Pointing entries for labeled objects
= = =
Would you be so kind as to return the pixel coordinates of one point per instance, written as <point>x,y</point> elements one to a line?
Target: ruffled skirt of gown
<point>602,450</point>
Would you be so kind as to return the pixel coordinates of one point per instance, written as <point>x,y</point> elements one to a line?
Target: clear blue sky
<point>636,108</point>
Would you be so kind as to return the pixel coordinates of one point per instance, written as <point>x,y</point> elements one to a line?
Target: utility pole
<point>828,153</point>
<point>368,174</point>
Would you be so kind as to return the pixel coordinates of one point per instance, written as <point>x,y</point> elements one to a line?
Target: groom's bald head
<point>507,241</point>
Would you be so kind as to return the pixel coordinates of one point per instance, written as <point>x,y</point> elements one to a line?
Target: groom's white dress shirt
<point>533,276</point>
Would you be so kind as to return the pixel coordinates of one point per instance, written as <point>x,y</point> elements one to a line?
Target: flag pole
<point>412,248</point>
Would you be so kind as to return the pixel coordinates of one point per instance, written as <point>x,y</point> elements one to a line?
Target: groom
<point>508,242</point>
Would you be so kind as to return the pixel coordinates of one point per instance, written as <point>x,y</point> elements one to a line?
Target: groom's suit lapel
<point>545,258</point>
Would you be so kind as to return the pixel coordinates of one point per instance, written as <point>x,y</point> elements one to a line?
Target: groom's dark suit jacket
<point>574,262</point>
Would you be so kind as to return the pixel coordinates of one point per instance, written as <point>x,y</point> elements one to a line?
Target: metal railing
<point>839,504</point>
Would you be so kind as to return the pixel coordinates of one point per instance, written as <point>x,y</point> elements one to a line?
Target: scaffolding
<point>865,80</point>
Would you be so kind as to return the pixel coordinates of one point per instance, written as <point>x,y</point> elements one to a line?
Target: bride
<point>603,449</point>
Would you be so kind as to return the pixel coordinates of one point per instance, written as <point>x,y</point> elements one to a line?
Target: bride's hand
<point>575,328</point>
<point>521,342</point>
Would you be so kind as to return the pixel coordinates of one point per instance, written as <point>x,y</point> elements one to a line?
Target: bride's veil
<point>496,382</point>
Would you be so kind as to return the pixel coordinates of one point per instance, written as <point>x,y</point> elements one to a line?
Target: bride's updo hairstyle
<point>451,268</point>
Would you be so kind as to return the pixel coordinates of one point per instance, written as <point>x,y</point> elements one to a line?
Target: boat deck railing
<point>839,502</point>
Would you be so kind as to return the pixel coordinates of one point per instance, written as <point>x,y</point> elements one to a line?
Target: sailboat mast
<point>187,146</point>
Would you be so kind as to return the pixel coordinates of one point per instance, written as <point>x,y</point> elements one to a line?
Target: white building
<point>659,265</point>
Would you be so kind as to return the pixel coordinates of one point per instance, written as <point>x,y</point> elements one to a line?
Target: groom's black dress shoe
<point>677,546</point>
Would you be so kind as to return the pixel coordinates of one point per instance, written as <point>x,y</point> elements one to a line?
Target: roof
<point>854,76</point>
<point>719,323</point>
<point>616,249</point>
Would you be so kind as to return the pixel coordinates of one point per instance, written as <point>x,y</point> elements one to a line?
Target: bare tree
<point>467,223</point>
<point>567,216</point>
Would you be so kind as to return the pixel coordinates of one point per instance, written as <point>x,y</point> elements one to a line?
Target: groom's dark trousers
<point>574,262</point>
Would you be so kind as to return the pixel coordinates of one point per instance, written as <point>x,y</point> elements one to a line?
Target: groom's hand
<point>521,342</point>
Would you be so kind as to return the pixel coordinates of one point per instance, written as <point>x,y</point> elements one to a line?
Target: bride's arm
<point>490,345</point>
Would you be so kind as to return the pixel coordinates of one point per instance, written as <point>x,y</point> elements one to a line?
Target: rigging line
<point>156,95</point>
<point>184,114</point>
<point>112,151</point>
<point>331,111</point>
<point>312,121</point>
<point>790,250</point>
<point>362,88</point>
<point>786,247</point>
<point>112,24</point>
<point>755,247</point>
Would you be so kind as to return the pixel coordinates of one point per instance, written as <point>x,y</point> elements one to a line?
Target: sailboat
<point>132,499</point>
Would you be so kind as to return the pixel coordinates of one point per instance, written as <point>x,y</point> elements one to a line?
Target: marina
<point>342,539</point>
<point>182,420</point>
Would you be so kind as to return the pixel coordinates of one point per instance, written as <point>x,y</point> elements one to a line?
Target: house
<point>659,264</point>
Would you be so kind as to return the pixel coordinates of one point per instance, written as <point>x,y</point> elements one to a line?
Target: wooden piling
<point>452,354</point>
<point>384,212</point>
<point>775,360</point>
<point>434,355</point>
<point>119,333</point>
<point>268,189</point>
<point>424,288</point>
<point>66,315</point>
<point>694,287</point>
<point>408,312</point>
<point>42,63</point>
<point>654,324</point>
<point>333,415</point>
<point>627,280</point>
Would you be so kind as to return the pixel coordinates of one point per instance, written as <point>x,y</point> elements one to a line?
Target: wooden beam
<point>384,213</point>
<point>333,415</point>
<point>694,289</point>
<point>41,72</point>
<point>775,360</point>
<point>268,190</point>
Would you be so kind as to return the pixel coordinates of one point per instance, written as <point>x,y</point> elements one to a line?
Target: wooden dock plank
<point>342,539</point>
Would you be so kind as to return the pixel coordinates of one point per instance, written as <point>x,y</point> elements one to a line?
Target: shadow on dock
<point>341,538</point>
= = =
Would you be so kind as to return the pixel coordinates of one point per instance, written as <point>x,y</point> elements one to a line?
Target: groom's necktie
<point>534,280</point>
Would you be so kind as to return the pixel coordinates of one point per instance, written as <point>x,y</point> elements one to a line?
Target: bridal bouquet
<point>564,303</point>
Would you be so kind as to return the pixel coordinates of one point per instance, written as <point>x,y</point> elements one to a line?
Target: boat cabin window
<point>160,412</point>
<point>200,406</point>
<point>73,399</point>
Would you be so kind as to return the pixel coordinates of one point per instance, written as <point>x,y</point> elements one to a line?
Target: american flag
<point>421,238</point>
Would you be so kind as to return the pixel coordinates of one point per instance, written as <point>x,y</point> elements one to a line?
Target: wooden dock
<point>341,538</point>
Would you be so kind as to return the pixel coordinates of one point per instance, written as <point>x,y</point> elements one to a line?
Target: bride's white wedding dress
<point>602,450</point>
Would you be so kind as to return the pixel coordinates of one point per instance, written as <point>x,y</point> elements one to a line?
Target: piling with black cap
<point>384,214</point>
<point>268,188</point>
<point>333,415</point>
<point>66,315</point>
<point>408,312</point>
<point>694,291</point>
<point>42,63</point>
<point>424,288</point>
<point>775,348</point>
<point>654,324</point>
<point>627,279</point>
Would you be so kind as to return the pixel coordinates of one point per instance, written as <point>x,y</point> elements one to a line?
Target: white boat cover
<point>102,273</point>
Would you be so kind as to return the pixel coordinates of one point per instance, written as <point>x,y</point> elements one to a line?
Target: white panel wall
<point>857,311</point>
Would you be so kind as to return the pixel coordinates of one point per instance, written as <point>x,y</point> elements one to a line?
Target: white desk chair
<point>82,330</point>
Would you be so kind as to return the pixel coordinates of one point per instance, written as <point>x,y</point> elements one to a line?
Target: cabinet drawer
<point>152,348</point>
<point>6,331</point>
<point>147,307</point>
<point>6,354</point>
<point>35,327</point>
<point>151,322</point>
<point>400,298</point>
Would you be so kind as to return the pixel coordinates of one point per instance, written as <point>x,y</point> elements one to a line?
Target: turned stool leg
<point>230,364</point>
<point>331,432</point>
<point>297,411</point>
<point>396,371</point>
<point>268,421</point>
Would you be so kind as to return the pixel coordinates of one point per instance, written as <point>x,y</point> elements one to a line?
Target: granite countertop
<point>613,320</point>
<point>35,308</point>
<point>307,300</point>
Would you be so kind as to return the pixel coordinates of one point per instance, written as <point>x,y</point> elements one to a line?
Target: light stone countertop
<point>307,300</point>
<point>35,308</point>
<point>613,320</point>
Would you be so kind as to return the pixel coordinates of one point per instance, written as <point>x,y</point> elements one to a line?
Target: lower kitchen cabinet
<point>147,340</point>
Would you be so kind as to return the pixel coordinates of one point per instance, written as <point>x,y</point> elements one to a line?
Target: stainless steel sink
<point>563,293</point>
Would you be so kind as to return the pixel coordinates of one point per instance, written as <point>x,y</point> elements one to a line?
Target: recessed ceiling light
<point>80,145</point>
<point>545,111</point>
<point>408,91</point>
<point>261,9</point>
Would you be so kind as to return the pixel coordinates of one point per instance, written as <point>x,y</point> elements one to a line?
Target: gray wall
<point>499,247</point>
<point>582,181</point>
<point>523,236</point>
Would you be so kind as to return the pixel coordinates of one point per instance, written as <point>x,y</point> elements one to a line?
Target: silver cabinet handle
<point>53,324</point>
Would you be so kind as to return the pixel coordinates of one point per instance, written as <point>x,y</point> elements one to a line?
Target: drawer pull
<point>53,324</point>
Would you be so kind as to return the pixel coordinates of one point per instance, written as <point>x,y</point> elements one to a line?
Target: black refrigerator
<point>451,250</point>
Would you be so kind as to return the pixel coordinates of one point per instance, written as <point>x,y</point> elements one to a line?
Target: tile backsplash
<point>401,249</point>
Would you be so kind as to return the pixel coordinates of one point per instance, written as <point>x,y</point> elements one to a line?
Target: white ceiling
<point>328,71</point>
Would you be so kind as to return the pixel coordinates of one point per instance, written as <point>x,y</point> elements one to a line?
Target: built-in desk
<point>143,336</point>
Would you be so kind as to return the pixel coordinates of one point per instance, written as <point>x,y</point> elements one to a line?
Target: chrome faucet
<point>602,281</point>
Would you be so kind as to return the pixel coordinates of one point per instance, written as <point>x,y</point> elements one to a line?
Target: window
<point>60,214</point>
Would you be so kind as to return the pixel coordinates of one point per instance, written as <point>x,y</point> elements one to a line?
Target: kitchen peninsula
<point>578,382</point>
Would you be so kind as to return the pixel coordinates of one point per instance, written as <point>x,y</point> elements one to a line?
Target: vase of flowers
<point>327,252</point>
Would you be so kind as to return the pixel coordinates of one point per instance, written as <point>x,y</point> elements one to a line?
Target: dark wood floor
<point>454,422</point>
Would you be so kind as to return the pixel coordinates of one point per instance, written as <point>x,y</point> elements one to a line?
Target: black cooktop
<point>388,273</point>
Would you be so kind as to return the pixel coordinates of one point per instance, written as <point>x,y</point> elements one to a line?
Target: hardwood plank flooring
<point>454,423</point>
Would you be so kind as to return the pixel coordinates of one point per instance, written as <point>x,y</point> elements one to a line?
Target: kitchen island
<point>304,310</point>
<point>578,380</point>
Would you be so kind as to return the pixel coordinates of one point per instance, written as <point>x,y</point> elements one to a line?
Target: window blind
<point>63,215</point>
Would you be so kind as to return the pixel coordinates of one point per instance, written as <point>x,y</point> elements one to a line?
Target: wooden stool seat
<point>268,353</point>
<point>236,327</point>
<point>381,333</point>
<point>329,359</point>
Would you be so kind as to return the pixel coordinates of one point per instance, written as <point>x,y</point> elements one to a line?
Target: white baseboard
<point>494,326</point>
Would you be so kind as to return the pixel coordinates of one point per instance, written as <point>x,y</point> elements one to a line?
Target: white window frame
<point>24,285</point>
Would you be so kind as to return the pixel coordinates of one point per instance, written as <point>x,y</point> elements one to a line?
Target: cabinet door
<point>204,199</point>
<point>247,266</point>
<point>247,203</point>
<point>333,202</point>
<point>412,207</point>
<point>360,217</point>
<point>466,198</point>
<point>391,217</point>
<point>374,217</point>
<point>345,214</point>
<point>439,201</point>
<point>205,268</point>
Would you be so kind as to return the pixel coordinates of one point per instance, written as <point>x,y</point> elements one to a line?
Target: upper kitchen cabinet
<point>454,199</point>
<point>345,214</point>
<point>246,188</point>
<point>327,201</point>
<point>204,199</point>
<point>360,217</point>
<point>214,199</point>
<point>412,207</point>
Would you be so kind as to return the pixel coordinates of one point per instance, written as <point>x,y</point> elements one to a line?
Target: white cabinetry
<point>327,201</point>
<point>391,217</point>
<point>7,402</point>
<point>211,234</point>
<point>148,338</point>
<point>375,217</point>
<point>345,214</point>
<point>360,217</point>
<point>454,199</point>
= = =
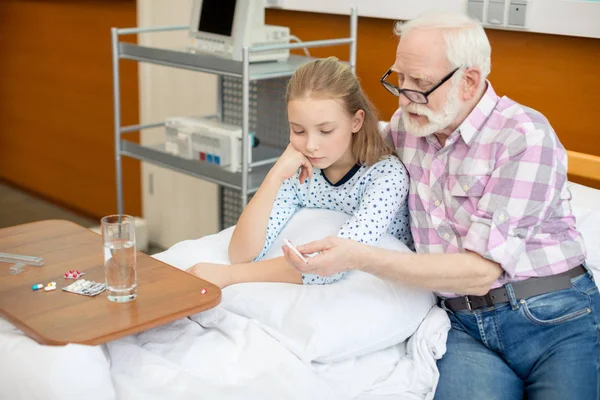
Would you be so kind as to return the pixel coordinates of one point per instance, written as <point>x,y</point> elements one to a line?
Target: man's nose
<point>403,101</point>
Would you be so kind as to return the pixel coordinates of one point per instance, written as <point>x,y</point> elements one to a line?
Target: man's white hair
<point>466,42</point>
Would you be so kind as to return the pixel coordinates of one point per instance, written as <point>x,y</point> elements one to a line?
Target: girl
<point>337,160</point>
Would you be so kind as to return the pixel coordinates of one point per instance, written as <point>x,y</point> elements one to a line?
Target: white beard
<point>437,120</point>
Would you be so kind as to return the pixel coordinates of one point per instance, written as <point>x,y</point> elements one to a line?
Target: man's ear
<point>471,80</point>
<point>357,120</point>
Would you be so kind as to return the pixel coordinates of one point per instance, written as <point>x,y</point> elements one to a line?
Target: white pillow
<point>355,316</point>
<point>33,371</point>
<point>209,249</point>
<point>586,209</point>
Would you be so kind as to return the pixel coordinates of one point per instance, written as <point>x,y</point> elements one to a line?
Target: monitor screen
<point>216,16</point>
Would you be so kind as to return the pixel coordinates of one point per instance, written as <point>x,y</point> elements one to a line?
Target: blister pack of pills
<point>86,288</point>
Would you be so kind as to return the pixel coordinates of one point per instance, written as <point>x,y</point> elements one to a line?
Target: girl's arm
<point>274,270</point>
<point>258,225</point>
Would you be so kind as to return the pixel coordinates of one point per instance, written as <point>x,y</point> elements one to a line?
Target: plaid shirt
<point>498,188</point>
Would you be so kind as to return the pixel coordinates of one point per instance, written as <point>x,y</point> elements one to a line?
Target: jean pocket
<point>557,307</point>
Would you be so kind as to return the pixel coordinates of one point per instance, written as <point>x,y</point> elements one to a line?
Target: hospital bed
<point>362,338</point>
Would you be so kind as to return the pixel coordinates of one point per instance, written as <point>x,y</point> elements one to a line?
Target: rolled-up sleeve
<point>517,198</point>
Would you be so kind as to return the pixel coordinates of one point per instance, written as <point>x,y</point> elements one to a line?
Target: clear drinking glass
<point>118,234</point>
= = =
Locate each line in the records above that contains the word "dress", and copy those lines out.

Target: groom's white dress shirt
Target: groom's black dress shoe
Target: bride's white wedding dress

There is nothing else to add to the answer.